• PROBLEM DETAILS:
In the article on the proposed overhaul of the U.S. public health system, what does the panel ask Congress to give the Department of Health and Human Services authority to do?

• STUDY TEXT:
::::::::

Expert Panel to Call for Overhaul of U.S. Public Health System


Expert Panel to Call for Overhaul of U.S. Public Health System

A bipartisan panel of health experts will call on Tuesday for an overhaul of the American public health system that would greatly expand the role of the federal government, giving Washington the authority to set minimum health standards and coordinate a patchwork of nearly 3,000 state, local and tribal agencies.

The recommendations flow from what the panel, the Commonwealth Fund Commission on a National Public Health System, described as the inadequacies and inequities of the United States’ response to the coronavirus pandemic, which has killed more than one million Americans.

But in a report to be released on Tuesday, the panel said it also wanted to address the failures of the nation’s public health agencies to protect Americans from other health risks, including drug overdoses, diabetes and maternal mortality.

In recommending the creation of a new “national public health system,” the bipartisan panel, financed by the Commonwealth Fund, a nonprofit research group focused on health care issues, is dipping its toe in contentious political waters.

While other countries have centralized public health authorities, public health in the United States is largely managed at the state and local level. The Centers for Disease Control and Prevention, the federal public health agency, does not have the authority to compel states to act — it cannot, for example, investigate outbreaks of infectious disease in a particular state unless it has an invitation from state officials to do so.

State health agencies and the C.D.C. have a long history of working collaboratively, but throughout the pandemic, elected state officials — particularly those in red states — have been reluctant to cede control. When the C.D.C. asked states to sign agreements to share vaccination data with the federal government, for example, a number of states balked.

In its report, the panel cited “archaic approaches to aggregating data” as one reason so many Americans have died. It called on Congress to give the Department of Health and Human Services authority to establish and enforce standards for data collection.

::::::::

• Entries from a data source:
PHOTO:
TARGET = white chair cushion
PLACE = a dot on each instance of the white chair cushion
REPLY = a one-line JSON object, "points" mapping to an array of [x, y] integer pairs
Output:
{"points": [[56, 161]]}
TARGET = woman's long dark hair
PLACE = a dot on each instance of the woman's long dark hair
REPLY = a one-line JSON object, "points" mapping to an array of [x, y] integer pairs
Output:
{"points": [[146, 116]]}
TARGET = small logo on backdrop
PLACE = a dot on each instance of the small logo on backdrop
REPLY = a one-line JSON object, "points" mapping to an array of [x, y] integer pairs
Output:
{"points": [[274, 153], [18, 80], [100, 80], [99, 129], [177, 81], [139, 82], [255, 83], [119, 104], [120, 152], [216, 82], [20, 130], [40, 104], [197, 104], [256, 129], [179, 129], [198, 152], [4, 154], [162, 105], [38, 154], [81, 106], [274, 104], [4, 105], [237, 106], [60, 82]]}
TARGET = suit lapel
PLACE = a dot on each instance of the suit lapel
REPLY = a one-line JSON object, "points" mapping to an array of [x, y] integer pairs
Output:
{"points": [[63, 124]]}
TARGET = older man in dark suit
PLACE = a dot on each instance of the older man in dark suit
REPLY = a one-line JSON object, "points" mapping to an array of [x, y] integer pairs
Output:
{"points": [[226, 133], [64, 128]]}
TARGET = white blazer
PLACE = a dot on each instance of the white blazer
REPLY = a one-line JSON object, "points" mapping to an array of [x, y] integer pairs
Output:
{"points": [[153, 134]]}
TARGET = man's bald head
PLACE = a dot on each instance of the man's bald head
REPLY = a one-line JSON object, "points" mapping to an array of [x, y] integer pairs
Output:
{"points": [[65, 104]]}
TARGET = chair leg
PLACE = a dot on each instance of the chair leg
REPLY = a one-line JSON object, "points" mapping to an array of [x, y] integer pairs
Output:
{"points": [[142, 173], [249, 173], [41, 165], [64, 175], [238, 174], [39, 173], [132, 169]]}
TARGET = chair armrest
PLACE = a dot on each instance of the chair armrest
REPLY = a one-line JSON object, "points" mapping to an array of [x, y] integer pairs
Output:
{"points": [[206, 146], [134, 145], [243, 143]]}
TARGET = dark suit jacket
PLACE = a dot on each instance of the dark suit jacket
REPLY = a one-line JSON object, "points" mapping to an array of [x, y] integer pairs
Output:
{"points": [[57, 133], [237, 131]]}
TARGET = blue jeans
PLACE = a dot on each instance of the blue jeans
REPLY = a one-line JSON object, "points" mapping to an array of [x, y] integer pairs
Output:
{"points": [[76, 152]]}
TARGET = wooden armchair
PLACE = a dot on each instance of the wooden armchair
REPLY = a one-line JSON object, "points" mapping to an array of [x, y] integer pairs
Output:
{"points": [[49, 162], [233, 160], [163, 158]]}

::::::::

• ANSWER FOR THIS EXERCISE:
To establish and enforce standards for data collection.